**Raw records:**

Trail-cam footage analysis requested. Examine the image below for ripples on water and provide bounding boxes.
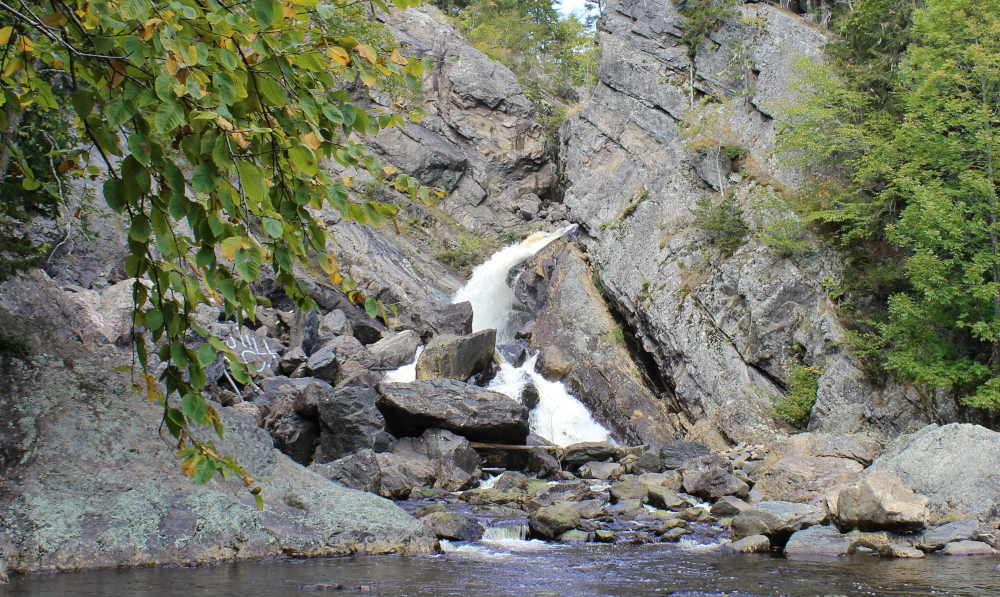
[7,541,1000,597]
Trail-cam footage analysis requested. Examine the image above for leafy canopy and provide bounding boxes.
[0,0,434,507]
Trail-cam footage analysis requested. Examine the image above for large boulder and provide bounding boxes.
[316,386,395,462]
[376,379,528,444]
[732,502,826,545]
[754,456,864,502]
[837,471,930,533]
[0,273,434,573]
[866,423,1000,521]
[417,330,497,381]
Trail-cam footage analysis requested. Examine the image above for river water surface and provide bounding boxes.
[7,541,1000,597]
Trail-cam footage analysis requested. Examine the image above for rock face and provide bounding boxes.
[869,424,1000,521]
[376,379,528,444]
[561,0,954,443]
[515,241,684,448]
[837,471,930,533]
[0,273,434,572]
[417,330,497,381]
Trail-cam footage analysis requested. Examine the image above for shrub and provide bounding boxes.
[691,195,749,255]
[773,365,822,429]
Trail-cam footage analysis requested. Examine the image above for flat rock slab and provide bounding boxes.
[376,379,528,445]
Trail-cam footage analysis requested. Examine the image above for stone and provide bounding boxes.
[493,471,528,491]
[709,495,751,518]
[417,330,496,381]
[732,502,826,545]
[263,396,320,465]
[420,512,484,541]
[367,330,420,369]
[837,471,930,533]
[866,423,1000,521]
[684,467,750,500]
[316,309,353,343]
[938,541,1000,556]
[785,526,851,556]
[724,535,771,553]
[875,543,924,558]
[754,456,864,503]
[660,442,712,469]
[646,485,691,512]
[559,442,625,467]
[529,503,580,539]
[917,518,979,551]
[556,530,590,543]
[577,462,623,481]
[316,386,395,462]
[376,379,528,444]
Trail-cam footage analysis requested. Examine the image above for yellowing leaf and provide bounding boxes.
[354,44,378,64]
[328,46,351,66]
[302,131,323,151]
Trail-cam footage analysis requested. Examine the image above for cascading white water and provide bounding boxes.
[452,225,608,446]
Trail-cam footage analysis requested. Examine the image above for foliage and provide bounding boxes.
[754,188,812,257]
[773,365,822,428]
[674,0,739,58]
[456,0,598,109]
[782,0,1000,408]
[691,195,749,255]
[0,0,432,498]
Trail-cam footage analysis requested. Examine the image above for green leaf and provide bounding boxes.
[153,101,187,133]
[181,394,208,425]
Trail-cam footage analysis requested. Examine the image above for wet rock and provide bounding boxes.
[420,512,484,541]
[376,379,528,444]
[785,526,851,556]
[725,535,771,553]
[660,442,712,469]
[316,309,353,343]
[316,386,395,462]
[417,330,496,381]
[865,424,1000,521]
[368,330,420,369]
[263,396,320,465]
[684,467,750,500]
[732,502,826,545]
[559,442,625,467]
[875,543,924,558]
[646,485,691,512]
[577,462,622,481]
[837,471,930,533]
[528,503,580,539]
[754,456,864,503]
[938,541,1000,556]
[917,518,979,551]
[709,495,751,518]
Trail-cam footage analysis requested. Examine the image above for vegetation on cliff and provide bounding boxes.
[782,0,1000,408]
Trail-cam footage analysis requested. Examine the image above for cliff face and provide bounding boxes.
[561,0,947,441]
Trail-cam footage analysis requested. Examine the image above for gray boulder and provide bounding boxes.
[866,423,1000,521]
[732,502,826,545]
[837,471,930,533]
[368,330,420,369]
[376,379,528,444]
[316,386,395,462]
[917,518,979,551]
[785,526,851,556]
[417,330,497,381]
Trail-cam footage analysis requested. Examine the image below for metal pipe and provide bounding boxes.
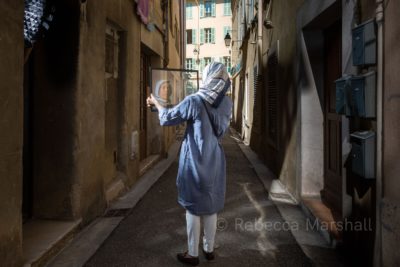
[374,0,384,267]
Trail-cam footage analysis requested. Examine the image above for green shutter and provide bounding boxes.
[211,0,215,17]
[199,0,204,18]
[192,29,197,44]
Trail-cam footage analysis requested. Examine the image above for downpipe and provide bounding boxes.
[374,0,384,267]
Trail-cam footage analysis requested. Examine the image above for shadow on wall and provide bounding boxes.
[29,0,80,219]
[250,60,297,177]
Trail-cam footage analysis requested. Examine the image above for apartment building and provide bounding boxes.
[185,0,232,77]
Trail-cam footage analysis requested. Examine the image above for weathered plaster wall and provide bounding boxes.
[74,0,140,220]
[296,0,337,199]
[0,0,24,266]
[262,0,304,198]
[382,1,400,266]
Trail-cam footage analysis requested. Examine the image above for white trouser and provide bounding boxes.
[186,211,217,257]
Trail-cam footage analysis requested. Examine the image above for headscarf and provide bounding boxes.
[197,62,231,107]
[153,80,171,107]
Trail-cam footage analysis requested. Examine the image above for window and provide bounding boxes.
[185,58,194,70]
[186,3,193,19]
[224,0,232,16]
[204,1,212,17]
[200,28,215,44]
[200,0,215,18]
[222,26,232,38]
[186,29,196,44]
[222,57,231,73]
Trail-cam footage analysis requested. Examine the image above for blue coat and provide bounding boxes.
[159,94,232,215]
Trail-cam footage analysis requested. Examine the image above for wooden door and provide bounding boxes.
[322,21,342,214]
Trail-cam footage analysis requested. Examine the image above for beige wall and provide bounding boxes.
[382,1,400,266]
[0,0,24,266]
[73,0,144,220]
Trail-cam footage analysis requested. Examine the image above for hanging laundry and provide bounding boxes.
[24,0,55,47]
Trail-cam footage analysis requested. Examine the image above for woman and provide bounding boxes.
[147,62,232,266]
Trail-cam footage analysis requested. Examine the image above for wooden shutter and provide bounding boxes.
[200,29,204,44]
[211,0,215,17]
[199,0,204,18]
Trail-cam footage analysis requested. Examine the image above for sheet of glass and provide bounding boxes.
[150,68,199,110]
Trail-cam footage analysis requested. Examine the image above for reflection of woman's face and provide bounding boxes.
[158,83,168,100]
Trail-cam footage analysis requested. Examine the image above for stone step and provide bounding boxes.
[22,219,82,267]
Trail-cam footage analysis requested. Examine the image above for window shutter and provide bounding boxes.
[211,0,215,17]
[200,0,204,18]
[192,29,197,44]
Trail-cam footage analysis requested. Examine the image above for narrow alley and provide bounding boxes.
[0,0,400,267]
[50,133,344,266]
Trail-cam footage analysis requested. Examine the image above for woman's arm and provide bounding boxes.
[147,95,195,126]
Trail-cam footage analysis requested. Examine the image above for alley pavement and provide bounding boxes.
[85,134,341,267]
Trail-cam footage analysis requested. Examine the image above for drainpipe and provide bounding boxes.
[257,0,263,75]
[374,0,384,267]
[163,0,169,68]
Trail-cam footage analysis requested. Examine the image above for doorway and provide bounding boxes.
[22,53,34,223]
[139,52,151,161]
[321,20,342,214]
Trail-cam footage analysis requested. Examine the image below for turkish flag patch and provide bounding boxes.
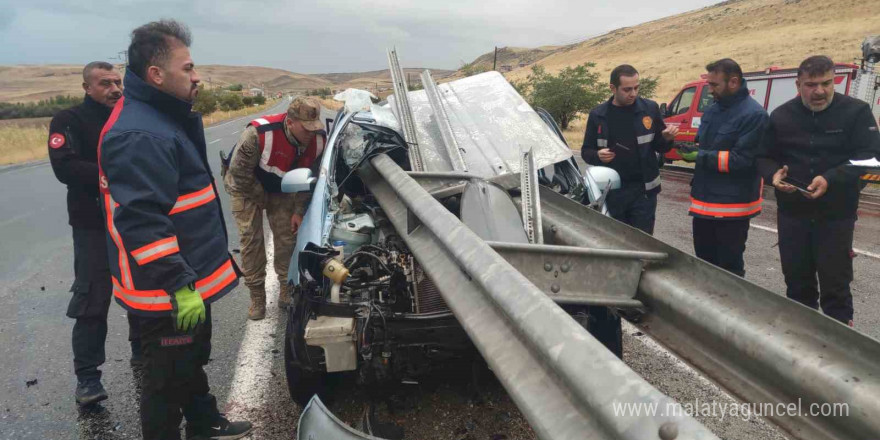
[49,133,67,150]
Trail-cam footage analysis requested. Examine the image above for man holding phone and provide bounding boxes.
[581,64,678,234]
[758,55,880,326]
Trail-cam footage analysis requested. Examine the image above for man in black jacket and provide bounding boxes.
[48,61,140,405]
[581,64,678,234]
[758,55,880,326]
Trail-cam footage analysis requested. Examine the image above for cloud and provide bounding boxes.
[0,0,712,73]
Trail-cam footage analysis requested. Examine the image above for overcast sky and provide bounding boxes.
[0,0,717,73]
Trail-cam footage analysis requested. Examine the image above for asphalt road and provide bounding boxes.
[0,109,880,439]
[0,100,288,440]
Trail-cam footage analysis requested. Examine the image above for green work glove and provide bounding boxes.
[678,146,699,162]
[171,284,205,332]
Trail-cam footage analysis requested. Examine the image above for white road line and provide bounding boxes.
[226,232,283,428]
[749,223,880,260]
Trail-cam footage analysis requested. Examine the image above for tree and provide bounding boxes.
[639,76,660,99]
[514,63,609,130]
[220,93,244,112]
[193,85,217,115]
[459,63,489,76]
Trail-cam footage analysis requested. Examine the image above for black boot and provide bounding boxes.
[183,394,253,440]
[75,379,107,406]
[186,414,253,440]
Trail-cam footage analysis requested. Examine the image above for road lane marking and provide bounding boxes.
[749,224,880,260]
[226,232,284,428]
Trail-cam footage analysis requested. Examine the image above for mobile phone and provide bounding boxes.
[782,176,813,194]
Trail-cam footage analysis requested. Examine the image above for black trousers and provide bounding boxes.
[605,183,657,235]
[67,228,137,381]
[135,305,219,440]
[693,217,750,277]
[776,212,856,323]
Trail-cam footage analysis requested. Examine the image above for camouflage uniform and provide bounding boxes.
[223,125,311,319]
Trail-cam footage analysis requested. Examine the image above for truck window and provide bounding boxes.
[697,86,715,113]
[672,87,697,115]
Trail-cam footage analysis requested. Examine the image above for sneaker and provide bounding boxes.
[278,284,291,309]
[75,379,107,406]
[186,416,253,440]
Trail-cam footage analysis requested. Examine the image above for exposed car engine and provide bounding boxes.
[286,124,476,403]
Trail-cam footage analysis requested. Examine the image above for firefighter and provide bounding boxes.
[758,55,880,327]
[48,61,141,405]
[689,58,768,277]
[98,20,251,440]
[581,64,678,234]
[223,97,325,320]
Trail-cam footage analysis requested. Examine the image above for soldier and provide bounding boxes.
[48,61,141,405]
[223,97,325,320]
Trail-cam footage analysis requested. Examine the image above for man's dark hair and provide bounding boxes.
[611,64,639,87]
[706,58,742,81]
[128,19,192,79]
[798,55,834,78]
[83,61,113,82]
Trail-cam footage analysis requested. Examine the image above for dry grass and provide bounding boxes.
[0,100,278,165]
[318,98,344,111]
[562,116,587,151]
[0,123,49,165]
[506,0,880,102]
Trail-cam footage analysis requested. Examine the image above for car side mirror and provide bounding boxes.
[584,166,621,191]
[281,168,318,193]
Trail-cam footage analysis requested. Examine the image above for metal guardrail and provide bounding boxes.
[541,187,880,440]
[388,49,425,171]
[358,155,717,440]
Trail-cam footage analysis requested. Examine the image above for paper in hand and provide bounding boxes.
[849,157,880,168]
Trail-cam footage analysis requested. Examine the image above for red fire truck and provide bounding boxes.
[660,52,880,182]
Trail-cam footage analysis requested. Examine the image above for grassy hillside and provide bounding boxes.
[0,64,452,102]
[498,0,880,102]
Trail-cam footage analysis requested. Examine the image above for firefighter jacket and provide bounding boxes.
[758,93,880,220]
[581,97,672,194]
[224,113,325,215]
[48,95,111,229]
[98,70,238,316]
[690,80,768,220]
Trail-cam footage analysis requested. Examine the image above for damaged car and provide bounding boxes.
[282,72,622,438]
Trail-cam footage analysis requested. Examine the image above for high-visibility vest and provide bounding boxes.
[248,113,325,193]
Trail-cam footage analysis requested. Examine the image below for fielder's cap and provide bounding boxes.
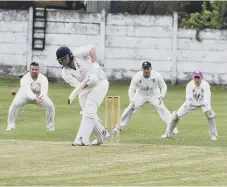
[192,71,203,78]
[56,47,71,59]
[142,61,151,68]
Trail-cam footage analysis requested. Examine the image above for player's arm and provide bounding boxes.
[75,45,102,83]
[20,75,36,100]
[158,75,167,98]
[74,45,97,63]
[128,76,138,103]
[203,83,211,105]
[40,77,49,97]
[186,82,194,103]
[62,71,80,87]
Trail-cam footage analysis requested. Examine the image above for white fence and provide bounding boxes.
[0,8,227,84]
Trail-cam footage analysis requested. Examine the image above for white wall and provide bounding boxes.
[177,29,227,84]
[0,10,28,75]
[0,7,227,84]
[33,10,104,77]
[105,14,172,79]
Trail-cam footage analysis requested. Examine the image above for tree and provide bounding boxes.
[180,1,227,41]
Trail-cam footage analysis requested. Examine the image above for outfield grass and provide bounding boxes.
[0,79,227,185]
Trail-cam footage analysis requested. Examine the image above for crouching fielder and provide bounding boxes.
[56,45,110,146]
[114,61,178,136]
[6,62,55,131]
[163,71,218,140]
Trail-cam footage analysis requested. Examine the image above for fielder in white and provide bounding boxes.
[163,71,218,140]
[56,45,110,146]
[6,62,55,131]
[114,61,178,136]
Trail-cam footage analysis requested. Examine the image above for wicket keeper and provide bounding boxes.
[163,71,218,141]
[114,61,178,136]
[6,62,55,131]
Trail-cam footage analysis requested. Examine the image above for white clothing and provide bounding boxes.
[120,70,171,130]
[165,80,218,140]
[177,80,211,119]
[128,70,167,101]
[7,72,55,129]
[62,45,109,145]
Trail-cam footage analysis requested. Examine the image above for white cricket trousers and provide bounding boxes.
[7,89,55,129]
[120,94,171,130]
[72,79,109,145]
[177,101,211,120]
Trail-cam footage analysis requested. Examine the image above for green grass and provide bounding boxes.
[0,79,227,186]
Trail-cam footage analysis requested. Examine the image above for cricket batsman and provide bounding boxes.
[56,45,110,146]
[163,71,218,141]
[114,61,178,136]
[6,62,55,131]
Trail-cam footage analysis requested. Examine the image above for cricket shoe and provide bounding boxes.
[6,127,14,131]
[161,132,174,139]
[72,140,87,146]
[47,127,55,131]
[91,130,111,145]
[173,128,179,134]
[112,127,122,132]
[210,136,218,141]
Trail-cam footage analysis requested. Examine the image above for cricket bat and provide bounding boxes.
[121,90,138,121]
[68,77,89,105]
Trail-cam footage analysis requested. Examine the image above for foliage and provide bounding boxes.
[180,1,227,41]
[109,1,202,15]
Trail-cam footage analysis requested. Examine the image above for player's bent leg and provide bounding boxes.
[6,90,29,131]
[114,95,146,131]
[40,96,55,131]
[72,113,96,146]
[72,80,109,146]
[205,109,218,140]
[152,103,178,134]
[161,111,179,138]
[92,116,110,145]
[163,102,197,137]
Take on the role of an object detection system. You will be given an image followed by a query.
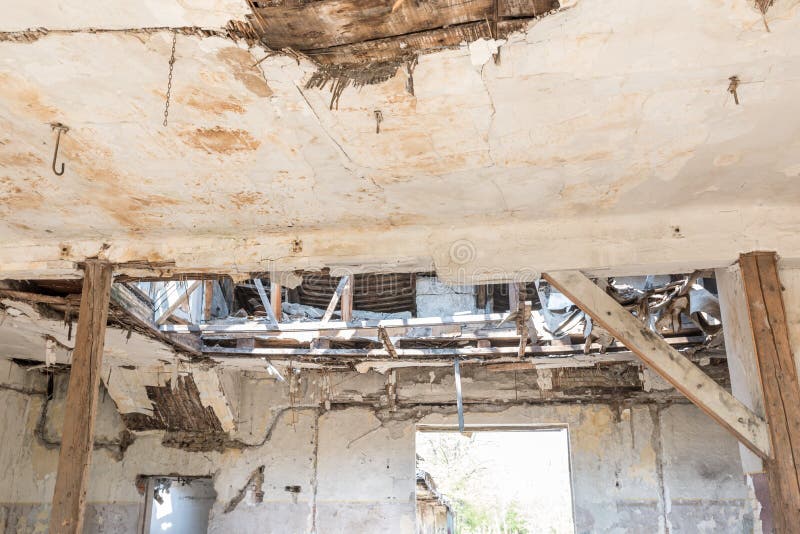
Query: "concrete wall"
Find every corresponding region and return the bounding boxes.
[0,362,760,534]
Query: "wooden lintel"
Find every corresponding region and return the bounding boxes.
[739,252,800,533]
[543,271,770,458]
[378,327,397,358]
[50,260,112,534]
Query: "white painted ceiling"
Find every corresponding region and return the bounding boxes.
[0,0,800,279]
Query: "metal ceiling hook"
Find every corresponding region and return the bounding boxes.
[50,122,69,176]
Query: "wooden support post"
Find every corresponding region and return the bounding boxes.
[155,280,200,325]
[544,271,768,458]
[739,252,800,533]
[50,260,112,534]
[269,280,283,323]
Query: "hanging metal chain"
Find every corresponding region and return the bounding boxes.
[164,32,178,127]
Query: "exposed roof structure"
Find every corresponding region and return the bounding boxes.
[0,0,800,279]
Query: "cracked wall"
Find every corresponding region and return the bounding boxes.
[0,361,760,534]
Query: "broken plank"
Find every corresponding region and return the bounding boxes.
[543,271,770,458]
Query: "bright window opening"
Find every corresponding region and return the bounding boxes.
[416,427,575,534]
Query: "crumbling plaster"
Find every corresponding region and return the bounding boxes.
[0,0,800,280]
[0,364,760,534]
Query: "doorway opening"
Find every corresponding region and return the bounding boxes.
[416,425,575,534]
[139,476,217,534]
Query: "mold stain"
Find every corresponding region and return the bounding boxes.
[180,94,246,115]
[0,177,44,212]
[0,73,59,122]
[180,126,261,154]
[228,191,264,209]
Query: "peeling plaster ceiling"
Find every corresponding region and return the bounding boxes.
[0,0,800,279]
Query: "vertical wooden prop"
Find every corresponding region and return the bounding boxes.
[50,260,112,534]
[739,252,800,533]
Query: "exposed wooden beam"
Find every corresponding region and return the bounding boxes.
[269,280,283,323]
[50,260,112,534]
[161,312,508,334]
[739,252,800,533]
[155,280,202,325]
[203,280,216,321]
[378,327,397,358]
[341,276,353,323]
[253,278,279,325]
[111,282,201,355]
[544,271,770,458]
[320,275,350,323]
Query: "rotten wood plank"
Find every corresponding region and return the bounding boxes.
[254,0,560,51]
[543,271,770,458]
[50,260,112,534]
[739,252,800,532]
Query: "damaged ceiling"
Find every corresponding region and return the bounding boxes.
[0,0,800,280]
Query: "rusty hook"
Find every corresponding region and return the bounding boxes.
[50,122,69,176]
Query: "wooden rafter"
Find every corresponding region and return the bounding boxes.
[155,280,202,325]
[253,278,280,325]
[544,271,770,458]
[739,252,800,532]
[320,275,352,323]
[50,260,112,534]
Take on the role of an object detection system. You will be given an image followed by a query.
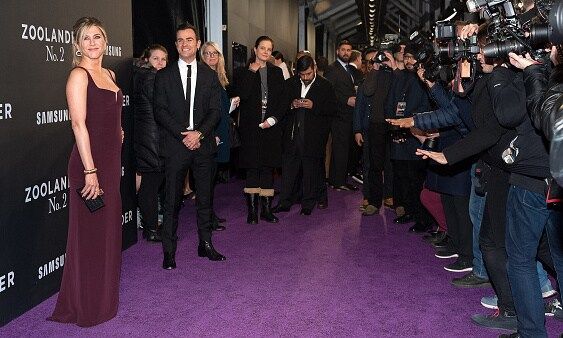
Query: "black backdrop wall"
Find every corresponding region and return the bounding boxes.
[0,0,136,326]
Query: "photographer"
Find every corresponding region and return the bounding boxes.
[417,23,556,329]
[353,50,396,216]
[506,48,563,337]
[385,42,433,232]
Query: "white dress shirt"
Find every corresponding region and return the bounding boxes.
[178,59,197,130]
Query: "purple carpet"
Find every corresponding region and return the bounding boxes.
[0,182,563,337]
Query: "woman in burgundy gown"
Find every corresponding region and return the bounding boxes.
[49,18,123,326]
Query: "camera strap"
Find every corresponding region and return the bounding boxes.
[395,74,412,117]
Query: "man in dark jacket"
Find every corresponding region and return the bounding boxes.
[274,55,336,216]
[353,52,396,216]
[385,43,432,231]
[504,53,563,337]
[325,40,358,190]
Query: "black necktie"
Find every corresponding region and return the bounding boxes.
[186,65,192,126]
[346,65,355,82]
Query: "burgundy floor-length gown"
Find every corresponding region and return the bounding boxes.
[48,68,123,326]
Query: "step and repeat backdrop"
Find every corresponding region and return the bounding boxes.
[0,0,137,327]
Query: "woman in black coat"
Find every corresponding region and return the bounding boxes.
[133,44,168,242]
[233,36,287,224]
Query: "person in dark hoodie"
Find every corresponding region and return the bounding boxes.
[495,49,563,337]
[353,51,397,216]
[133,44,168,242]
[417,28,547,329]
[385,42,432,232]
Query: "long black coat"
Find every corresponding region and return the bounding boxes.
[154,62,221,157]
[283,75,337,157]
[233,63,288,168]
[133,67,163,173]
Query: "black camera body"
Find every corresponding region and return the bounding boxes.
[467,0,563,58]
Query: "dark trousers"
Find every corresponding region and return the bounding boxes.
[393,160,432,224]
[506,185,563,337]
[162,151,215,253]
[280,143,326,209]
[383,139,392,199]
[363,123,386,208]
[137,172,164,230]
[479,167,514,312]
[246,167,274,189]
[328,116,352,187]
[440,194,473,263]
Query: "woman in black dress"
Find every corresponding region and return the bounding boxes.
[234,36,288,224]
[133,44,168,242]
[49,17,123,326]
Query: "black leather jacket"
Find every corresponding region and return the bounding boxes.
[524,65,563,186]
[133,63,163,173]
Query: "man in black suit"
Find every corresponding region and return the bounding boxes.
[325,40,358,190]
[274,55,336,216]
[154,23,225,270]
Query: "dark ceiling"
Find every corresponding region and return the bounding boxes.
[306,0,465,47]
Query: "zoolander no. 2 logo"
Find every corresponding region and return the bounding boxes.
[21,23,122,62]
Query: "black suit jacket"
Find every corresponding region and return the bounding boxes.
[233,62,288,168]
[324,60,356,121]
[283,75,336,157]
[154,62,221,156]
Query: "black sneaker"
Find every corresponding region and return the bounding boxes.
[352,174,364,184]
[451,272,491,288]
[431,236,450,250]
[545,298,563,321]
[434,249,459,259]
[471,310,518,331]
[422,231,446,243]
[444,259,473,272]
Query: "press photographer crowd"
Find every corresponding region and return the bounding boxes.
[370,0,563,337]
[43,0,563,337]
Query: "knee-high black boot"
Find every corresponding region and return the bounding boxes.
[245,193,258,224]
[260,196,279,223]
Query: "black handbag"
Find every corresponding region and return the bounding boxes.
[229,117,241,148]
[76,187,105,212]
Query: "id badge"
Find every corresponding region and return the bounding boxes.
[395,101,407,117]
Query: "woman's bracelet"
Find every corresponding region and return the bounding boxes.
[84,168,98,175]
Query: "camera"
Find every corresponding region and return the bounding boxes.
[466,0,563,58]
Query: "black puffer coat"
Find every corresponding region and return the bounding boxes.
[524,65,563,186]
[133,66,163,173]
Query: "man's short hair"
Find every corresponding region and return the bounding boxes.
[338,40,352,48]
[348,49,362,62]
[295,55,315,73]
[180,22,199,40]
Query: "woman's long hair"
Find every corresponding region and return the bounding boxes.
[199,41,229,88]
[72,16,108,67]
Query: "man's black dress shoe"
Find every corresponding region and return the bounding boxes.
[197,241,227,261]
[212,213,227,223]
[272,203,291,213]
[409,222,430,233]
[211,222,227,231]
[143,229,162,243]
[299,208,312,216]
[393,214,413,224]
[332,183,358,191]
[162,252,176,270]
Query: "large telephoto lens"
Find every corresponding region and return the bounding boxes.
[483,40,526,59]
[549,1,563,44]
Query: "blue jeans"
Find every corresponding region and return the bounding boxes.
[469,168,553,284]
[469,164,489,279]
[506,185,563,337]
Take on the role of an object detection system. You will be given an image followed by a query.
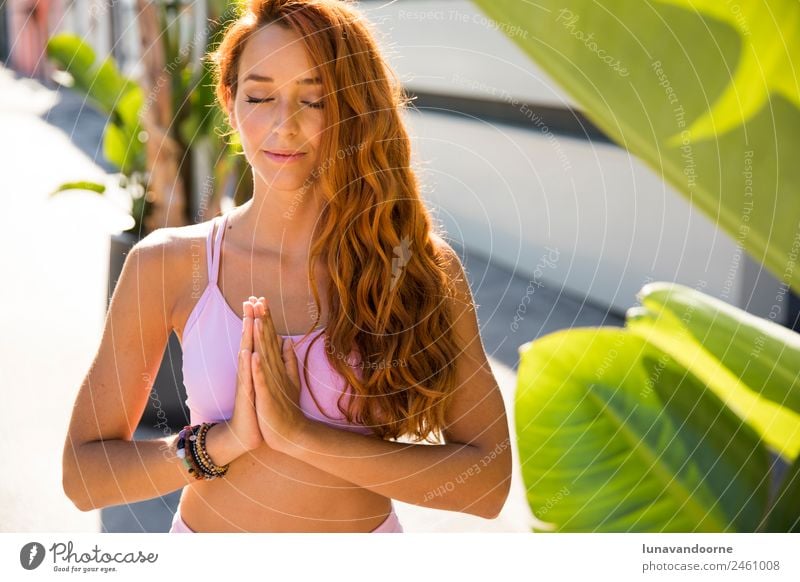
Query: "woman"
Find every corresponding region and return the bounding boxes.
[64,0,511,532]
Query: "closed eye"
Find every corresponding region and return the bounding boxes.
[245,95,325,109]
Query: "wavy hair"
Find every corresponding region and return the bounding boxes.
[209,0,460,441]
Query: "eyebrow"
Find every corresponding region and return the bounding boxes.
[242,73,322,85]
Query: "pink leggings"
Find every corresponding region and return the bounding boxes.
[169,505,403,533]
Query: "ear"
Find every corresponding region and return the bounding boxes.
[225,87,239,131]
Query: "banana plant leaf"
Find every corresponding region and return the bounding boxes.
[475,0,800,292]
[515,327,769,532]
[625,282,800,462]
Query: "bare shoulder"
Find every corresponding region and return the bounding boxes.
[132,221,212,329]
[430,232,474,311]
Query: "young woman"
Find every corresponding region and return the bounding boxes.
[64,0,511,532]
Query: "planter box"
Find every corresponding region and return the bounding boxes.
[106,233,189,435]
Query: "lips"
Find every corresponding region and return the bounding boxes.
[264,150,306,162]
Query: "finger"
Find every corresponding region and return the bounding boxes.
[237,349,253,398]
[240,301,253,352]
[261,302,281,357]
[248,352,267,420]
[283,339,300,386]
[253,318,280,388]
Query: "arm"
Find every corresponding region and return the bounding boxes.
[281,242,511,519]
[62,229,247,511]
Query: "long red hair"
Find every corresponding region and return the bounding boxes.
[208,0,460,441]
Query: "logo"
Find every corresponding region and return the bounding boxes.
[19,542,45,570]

**Written problem:** Rewrite the lines starting at the one that contains "soldier and provide bounding boxes." and ending at the one that contains "[83,61,113,82]", with "man's dark hair" changed to "dark hair on a man" and nothing else altered.

**Answer to the task:**
Trail-cam footage analysis requested. Examine the image above for soldier and provide bounding boxes.
[48,61,141,405]
[223,97,325,320]
Trail-cam footage analysis requested. Examine the image above for dark hair on a man and provide bounding boxes.
[611,64,639,87]
[706,58,742,81]
[128,19,192,79]
[798,55,834,78]
[83,61,113,82]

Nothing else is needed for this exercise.